What this task involves -> Within the data that follows, set down exactly the lines from the one containing "Q: Find one point on every instance of the cracked" through the one containing "Q: Find one point on every instance of the front side", both ends included.

Material provided ->
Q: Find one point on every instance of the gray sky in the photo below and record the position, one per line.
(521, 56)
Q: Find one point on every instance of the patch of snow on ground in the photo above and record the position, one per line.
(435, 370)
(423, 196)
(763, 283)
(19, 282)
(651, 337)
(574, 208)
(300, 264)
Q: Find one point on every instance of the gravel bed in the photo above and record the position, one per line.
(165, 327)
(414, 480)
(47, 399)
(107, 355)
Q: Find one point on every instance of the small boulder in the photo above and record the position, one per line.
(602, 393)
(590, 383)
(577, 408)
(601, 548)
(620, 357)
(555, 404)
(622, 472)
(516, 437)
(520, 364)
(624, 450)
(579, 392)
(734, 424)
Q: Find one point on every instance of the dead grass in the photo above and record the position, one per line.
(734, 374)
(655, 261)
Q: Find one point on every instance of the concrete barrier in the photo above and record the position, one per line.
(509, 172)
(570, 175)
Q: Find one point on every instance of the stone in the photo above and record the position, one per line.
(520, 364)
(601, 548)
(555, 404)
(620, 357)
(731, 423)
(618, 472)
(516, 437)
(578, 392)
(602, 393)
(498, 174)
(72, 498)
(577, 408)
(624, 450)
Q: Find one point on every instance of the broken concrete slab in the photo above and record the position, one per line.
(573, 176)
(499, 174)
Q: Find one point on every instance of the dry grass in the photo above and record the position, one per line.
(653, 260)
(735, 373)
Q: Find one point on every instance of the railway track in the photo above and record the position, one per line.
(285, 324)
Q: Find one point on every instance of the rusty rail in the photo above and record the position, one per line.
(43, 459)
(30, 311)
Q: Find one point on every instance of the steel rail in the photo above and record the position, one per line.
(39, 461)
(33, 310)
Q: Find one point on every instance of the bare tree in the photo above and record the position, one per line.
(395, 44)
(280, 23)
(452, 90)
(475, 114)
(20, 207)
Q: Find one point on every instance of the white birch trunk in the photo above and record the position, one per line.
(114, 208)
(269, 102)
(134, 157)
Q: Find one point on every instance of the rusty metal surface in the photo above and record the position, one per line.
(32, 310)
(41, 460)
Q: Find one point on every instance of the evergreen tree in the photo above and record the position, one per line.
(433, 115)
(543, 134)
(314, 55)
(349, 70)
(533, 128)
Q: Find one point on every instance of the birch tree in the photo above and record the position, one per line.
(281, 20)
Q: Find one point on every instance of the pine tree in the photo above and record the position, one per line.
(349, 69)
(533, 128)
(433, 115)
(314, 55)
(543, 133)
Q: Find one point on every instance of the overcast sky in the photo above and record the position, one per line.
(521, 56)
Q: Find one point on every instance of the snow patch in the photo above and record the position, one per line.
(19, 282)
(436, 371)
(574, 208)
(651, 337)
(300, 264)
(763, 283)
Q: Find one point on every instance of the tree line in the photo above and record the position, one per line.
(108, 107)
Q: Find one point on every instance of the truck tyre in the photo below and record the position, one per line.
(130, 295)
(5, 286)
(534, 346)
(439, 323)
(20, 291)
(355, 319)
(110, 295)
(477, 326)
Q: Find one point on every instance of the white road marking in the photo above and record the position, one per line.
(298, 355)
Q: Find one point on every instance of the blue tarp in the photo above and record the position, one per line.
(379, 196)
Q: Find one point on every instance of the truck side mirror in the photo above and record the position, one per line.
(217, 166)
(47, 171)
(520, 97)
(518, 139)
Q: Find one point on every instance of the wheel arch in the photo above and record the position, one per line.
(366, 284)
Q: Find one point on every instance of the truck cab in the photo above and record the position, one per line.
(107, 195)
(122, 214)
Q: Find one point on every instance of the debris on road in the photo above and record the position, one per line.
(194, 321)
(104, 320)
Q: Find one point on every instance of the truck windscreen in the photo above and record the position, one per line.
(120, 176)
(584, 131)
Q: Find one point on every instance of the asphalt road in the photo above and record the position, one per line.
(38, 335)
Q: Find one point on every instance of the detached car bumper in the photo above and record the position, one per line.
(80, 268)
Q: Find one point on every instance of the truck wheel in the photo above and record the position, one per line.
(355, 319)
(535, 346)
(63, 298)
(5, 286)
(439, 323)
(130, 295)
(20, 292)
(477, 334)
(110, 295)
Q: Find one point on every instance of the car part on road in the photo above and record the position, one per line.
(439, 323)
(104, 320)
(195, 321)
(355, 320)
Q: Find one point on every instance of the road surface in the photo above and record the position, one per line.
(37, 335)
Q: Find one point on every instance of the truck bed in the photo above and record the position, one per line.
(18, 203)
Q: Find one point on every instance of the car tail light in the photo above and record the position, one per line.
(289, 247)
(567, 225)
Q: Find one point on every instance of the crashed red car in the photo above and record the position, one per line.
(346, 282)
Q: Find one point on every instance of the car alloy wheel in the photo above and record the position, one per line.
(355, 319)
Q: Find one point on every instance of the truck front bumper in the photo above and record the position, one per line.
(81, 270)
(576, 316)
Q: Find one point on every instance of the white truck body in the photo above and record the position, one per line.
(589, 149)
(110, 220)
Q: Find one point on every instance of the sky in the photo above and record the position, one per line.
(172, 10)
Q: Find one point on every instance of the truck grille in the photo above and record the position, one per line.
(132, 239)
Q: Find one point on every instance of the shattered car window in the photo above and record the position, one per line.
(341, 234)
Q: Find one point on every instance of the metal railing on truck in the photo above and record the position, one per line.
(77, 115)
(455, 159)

==

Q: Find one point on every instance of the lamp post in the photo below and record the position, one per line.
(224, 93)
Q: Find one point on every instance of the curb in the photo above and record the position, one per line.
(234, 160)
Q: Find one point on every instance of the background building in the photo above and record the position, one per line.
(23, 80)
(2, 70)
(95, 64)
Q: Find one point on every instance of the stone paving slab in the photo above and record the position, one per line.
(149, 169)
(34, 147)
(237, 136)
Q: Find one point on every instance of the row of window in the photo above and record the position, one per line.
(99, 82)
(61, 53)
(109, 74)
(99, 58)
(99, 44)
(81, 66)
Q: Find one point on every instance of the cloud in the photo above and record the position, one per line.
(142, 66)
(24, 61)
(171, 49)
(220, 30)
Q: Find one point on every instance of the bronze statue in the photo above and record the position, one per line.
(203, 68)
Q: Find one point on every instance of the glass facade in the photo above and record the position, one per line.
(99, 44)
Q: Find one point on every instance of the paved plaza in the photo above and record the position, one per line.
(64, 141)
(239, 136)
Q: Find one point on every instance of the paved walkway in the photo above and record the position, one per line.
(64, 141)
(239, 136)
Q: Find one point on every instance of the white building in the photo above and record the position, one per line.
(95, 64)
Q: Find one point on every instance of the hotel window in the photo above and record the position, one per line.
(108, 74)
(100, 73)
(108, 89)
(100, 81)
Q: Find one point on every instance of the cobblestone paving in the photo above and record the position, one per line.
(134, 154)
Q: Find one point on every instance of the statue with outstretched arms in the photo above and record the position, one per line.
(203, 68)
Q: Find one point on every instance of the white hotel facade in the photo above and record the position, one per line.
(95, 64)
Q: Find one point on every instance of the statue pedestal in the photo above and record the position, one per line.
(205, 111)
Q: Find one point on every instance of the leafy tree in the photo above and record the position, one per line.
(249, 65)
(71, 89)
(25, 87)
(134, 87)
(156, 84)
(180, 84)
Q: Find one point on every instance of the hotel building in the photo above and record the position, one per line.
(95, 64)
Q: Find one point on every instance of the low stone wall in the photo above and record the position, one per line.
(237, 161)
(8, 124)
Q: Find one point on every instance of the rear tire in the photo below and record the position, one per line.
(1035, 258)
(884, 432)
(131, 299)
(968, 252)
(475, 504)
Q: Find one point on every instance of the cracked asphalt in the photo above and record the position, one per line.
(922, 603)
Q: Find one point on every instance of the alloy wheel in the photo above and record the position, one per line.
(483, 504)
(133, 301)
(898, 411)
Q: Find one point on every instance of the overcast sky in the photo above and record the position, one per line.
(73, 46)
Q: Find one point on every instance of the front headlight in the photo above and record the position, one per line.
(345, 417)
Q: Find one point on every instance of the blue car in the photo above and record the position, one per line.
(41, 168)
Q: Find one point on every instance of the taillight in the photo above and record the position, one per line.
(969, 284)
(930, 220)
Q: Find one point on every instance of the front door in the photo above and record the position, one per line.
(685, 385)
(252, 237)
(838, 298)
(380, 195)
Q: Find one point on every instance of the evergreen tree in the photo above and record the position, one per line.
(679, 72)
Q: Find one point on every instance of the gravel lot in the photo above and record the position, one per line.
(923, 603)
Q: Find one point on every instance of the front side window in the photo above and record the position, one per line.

Result of the exercise ->
Q: Find one point on every instance of the cracked asphalt in the photo above and record the position, one per line.
(922, 603)
Q: Find one point on every instance of the alloy wheel in the photo above and record the position, one per line.
(483, 504)
(133, 301)
(898, 411)
Q: Find one point on every instance of the overcast sky in the photo above and record the position, one per line.
(73, 46)
Q: Find one point on every instance of the front headlight in the photo above and record the position, one per line.
(345, 417)
Q: Find one point on every instance of the blue car in the photo above and record the position, one per line.
(41, 168)
Q: Find one point on every instance of the taillight in the photo above and record the position, one per line.
(969, 284)
(930, 220)
Q: Find one point on every instance of the front door in the photo above and record the position, one per line.
(685, 385)
(252, 237)
(838, 298)
(380, 195)
Q: Find one point on every instance of the evergreen tree in the photo above and record the position, one per line.
(679, 72)
Q: Find one point on every instance of the gravel lot in the photo above and record the position, one per line.
(923, 603)
Q: Find one point on every instance of the front side window in the photo above and record the position, one per line.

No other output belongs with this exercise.